• **GIVEN PASSAGE**
━━━━━━━━━━

Friday, August 08, 2014

My favorite songs of 2014 so far


This year, I've been on the lookout for songs. Gravitating toward that hard diamond of perfection that only a concise, confident single (or album track that plays like one) can provide. I grew up on American Top 40, and even later, when I ventured down the extreme-metal path, brief video clips were guiding the way. Sipping and savoring is great, but sometimes you just want to gulp your music in a concentrated shot and feel it go straight to your head.

I don't know if 2014 has been a particularly good song year, or if that's just where I'm at. I find myself thinking in mixtape terms, listening—to new, recorded music, anyway—from a bite-size, instant-gratification perspective. (Then again, there are albums like La Dispute's Rooms of the House, which strikes me as a post-hardcore insta-classic, grabbing me as complete, immersive experiences.) Here are ten of my recent jams, all released since January.



1. Alvvays - "Archie, Marry Me"
This one is more teleportation device than mere song. It takes me somewhere else, so readily and completely that I feel like it ought to come equipped with some sort of "Do not operate motor vehicles…" warning. We speak of bittersweetness, and it's a cliché, until it's expressed as perfectly as it is here, as balmy melancholy, a sing-songy portrait of a life perched between adolescence and adulthood—or at least that's how I hear it. The deadpan lyrics (I really like the opening: "You've expressed explicitly your contempt for matrimony / You've student loans to pay / And will not risk the alimony") whisk me away to a sort of smart/lovelorn indie-film wonderland, like the best of Noah Baumbach, Whit Stillman and Wes Anderson. Yearning crushes set against the nerdy backdrop of academia, e.g. Overall, "Archie" is the kind of thing a "twee" skeptic—which I can sometimes be—might hold at arm's length initially; but then you move in a little closer, and you realize resistance is futile. P.S. I'm learning to love the whole album, i.e., the self-titled Alvvays debut, but the special exquisiteness of this track is really hard to ignore.

2. Future Islands - "Spirit"

━━━━━━━━━━

• **GOALS**
**a.** Please rewrite the 2014 songs post, everything from "This year, I've" down to "to your head.", with "diamond" changed to "gem".
**b.** Answer these questions from the 2014 songs post:
(i) What countdown does the writer say they grew up on?
(ii) Which La Dispute album is called a post-hardcore insta-classic?
(iii) Which three filmmakers are named in the entry for "Archie, Marry Me"?

━━━━━━━━━━

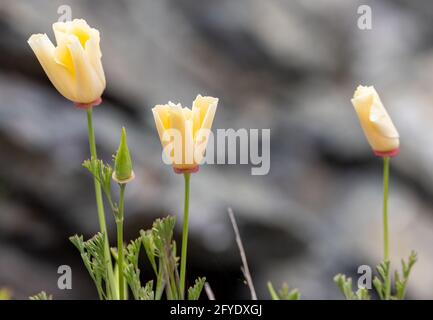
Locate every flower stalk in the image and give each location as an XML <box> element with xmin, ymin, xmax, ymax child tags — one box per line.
<box><xmin>116</xmin><ymin>184</ymin><xmax>126</xmax><ymax>300</ymax></box>
<box><xmin>179</xmin><ymin>173</ymin><xmax>191</xmax><ymax>299</ymax></box>
<box><xmin>383</xmin><ymin>157</ymin><xmax>391</xmax><ymax>299</ymax></box>
<box><xmin>87</xmin><ymin>108</ymin><xmax>117</xmax><ymax>299</ymax></box>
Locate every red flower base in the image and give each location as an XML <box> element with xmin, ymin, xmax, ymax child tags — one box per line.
<box><xmin>373</xmin><ymin>148</ymin><xmax>400</xmax><ymax>158</ymax></box>
<box><xmin>74</xmin><ymin>98</ymin><xmax>102</xmax><ymax>109</ymax></box>
<box><xmin>173</xmin><ymin>166</ymin><xmax>200</xmax><ymax>174</ymax></box>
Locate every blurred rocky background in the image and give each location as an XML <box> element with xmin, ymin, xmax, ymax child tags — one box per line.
<box><xmin>0</xmin><ymin>0</ymin><xmax>433</xmax><ymax>299</ymax></box>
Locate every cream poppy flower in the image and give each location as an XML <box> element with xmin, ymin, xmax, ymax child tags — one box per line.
<box><xmin>28</xmin><ymin>19</ymin><xmax>105</xmax><ymax>104</ymax></box>
<box><xmin>152</xmin><ymin>95</ymin><xmax>218</xmax><ymax>172</ymax></box>
<box><xmin>351</xmin><ymin>86</ymin><xmax>400</xmax><ymax>155</ymax></box>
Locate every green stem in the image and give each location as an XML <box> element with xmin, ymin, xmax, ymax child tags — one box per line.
<box><xmin>116</xmin><ymin>184</ymin><xmax>126</xmax><ymax>300</ymax></box>
<box><xmin>179</xmin><ymin>173</ymin><xmax>191</xmax><ymax>299</ymax></box>
<box><xmin>383</xmin><ymin>157</ymin><xmax>389</xmax><ymax>261</ymax></box>
<box><xmin>383</xmin><ymin>157</ymin><xmax>391</xmax><ymax>300</ymax></box>
<box><xmin>87</xmin><ymin>108</ymin><xmax>117</xmax><ymax>299</ymax></box>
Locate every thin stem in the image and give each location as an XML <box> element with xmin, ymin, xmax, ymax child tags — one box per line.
<box><xmin>179</xmin><ymin>173</ymin><xmax>191</xmax><ymax>299</ymax></box>
<box><xmin>228</xmin><ymin>208</ymin><xmax>257</xmax><ymax>300</ymax></box>
<box><xmin>383</xmin><ymin>157</ymin><xmax>391</xmax><ymax>300</ymax></box>
<box><xmin>116</xmin><ymin>184</ymin><xmax>126</xmax><ymax>300</ymax></box>
<box><xmin>383</xmin><ymin>157</ymin><xmax>389</xmax><ymax>261</ymax></box>
<box><xmin>87</xmin><ymin>108</ymin><xmax>117</xmax><ymax>299</ymax></box>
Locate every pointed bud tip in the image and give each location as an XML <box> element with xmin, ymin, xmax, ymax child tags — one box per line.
<box><xmin>114</xmin><ymin>127</ymin><xmax>132</xmax><ymax>182</ymax></box>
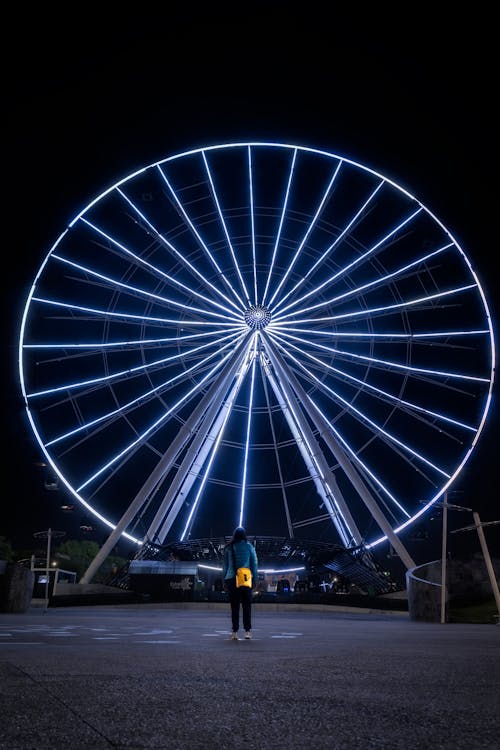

━━━━━━━━━━

• **RESULTS**
**a.**
This year, I've been on the lookout for songs. Gravitating toward that hard gem of perfection that only a concise, confident single (or album track that plays like one) can provide. I grew up on American Top 40, and even later, when I ventured down the extreme-metal path, brief video clips were guiding the way. Sipping and savoring is great, but sometimes you just want to gulp your music in a concentrated shot and feel it go straight to your head.

**b.**
(i) American Top 40
(ii) Rooms of the House
(iii) Noah Baumbach, Whit Stillman and Wes Anderson